Records shown:
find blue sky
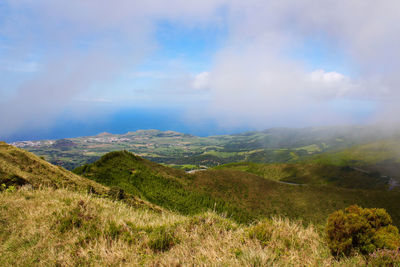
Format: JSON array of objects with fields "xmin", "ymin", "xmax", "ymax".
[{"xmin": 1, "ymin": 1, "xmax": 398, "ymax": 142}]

==

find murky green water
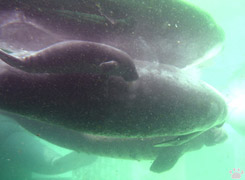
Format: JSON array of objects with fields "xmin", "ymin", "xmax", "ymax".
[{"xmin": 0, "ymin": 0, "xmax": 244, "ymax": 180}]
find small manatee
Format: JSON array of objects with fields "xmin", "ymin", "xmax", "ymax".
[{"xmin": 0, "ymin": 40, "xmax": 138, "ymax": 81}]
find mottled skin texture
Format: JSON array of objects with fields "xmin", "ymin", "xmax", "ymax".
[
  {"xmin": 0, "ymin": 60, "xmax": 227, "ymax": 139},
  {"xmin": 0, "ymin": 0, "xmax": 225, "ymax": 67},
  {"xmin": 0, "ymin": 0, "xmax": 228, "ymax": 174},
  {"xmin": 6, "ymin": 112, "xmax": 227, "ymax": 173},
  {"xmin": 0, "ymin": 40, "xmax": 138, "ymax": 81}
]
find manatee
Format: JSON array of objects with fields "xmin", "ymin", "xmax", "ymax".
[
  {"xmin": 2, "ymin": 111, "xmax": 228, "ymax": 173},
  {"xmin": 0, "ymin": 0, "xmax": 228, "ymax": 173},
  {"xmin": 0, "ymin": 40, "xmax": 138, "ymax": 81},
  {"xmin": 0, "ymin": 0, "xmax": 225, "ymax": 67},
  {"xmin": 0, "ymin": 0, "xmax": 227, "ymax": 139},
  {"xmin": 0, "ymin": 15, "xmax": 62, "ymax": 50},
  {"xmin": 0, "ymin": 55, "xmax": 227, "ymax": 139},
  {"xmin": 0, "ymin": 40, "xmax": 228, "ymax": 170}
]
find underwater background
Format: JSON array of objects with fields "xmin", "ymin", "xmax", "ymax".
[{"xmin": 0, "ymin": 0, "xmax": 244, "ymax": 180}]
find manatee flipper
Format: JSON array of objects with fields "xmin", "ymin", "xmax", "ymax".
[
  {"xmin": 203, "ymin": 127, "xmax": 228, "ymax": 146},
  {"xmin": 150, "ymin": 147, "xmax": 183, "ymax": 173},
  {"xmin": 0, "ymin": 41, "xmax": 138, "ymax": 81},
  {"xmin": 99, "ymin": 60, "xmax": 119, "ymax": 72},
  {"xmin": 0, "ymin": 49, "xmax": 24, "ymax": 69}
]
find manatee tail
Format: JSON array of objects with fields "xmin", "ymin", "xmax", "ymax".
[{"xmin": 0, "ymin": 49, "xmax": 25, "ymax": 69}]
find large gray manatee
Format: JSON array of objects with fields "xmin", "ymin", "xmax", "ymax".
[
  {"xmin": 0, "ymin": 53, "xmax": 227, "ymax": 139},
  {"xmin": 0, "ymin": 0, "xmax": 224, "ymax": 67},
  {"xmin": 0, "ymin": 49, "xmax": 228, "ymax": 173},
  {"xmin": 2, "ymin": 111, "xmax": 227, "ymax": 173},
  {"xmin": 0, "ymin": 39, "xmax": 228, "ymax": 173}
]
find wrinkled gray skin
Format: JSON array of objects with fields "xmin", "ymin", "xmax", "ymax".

Exercise: Pull out all lines containing the word "skin" from the entries above.

Solution to the problem:
find mottled skin texture
find wrinkled gray skin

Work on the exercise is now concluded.